▶ _Material provided_:

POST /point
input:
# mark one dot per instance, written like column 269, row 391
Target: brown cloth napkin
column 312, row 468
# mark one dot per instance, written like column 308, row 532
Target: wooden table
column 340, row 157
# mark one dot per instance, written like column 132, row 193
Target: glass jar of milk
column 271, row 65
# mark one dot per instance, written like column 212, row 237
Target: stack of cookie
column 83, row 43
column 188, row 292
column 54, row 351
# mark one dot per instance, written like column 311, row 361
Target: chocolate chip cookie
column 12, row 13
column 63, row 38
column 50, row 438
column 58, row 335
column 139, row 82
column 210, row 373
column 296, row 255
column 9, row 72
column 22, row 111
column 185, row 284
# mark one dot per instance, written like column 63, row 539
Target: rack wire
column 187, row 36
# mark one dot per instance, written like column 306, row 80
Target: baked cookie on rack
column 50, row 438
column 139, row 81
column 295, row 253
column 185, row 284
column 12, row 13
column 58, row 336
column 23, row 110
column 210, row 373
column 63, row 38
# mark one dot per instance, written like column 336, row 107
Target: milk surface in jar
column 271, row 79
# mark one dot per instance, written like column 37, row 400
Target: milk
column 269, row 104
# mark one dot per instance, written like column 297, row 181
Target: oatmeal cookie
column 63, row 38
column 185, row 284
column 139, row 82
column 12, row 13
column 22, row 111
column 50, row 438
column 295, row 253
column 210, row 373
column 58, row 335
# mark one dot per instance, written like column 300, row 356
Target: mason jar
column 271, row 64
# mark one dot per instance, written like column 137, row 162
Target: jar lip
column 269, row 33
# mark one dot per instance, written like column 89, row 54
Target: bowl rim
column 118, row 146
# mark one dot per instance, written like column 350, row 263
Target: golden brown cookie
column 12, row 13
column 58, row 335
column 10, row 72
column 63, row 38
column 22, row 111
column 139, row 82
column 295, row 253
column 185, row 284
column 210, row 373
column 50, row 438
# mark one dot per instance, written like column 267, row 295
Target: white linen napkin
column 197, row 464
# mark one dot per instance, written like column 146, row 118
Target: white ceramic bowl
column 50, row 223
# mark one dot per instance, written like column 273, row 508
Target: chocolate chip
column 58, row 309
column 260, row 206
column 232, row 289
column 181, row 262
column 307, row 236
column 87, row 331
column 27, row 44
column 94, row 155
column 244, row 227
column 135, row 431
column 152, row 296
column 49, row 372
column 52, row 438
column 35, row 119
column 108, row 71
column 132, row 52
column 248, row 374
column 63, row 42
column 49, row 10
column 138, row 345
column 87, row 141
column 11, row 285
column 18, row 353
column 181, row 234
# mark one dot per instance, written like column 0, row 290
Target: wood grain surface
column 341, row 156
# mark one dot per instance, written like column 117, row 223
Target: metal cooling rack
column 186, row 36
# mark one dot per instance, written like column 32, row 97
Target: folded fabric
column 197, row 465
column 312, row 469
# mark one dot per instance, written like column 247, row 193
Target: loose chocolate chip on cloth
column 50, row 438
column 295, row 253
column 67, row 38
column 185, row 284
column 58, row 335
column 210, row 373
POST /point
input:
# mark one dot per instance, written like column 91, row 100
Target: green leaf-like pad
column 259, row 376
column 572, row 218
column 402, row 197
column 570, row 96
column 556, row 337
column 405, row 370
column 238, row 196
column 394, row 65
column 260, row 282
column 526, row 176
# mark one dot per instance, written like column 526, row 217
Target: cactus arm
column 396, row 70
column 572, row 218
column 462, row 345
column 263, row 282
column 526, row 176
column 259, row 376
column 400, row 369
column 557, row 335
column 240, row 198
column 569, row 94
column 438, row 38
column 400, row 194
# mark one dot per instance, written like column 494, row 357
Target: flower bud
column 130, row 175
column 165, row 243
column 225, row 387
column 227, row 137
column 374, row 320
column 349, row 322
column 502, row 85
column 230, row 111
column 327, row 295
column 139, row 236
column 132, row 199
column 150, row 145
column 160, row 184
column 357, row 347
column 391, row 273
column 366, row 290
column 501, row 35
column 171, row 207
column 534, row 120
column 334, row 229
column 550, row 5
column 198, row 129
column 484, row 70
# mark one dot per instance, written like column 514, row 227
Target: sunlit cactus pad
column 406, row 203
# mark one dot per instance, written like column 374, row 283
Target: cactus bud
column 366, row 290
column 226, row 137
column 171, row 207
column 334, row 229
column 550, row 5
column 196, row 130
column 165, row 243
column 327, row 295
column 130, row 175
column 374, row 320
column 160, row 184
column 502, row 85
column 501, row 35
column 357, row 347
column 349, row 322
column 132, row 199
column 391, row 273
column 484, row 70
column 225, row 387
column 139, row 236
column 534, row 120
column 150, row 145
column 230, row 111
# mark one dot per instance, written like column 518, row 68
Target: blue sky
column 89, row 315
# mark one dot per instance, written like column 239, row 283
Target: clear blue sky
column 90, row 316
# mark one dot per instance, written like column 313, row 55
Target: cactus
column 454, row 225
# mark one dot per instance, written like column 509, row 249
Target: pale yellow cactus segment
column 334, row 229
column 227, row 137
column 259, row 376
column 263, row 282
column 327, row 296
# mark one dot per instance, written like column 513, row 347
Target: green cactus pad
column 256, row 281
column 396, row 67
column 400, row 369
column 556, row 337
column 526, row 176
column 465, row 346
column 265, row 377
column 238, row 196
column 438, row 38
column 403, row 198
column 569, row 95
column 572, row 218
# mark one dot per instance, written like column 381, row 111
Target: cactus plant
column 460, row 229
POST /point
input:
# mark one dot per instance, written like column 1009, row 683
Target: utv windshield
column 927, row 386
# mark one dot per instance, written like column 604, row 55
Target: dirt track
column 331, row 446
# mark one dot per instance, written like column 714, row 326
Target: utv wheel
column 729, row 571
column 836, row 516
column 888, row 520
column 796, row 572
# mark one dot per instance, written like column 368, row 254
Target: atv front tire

▶ _Task details_: Put the part of the listing that opens with the line containing "# mark one dot per instance, written like column 336, row" and closes with the line containing "column 118, row 146" into a JSON list of strings, one string per line, with blank lines left out and both end lines included.

▶ _Complete answer_:
[
  "# mark one dot per instance, written like column 336, row 107",
  "Target: milk surface in jar",
  "column 271, row 79",
  "# mark one dot per instance, written like column 37, row 400",
  "Target: milk",
  "column 269, row 104",
  "# mark one dot per instance, written like column 297, row 181",
  "Target: oatmeal cookie",
  "column 63, row 38",
  "column 185, row 284",
  "column 139, row 82",
  "column 12, row 13",
  "column 22, row 111",
  "column 50, row 438",
  "column 295, row 253",
  "column 210, row 373",
  "column 58, row 335",
  "# mark one dot per instance, written like column 300, row 356",
  "Target: mason jar",
  "column 271, row 64",
  "# mark one dot per instance, written like column 137, row 162",
  "Target: jar lip",
  "column 269, row 33",
  "# mark one dot per instance, written like column 89, row 54",
  "Target: bowl rim",
  "column 118, row 146"
]